WRITTEN INSTRUCTION: Reproduce every one of the records below word for word, changing nothing.

-----

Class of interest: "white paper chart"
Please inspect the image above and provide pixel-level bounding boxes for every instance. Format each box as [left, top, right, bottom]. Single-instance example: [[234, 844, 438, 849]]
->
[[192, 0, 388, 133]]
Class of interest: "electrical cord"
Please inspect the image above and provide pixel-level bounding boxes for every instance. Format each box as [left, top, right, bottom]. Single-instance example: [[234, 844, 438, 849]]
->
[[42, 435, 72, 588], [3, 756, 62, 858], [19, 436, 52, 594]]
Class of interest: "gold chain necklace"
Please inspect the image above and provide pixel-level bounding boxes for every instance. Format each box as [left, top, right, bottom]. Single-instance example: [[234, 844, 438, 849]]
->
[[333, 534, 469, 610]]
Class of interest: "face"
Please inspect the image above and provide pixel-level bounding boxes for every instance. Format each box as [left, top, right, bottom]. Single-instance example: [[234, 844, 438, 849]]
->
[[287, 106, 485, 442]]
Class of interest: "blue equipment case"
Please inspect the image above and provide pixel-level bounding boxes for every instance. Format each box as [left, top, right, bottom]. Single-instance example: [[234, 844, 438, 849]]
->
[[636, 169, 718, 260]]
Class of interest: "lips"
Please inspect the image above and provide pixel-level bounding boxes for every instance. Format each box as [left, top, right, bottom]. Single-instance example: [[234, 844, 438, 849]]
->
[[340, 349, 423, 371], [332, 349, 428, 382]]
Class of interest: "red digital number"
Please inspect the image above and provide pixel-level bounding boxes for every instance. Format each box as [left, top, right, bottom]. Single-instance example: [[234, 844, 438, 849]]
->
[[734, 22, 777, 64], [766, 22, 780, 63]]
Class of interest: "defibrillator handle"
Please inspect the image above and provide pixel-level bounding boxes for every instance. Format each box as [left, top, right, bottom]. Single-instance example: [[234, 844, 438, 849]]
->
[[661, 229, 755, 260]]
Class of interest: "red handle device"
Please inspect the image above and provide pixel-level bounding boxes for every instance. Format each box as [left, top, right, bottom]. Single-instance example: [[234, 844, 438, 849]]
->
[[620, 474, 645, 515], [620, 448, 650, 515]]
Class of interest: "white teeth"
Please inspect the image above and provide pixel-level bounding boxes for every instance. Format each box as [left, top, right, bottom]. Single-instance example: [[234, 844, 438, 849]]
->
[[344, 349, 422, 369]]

-----

SOLUTION TO THIS TASK:
Class of interest: "white paper chart"
Please inspect the image above and provide pixel-level bounding boxes for every instance. Format each box as [left, top, right, bottom]. Single-instance example: [[234, 844, 438, 849]]
->
[[192, 0, 388, 133]]
Class of interest: "electrical cord"
Please inspect the image above and provide pixel-level bounding boxes for every instance. Format each box as [left, top, right, bottom]. Single-instance example: [[234, 844, 438, 849]]
->
[[42, 435, 72, 588], [3, 756, 62, 858], [19, 436, 52, 594]]
Class of interest: "gold chain necklace"
Please inspect the image above and provide pixel-level bounding boxes for every instance. Format each box as [left, top, right, bottom]. Single-instance example: [[234, 844, 438, 849]]
->
[[333, 534, 469, 610]]
Class of interest: "face"
Please inspect the image above and provide pixel-level bounding boxes for every instance. Format each box as [left, top, right, bottom]. Single-instance example: [[234, 844, 438, 849]]
->
[[287, 106, 485, 442]]
Class of interest: "blue equipment case"
Please inspect the image above and provide pixel-level bounding boxes for every instance. Format each box as [left, top, right, bottom]. Single-instance example: [[234, 844, 438, 849]]
->
[[636, 169, 718, 260]]
Class of interest: "lips"
Please inspect the image above and provide pixel-level bounding boxes for every instance. Format each box as [left, top, right, bottom]. Single-instance example: [[234, 844, 438, 849]]
->
[[340, 349, 423, 371], [332, 349, 428, 382]]
Class of interest: "red digital number"
Please inspect the image above and provide pixel-level bounding boxes for every instance. Format each box as [left, top, right, bottom]. Single-instance example: [[234, 844, 438, 849]]
->
[[734, 22, 777, 64], [766, 22, 780, 63]]
Class of interest: "defibrillator handle"
Please inspect the image above and provide pixel-level bounding boxes for every instance. Format each box as [left, top, right, bottom]. Single-instance example: [[234, 844, 438, 849]]
->
[[661, 229, 755, 260]]
Class of interest: "red handle device"
Please inspect the image above and provide pixel-level bounding boxes for every instance. Format each box as [left, top, right, bottom]. Single-instance example: [[234, 844, 438, 849]]
->
[[620, 474, 645, 515], [620, 448, 650, 515]]
Class of interest: "white teeth"
Please inspect the image above and provide pixel-level bounding boxes for every instance. Format each box as [left, top, right, bottom]. Single-instance example: [[234, 844, 438, 849]]
->
[[344, 349, 422, 369]]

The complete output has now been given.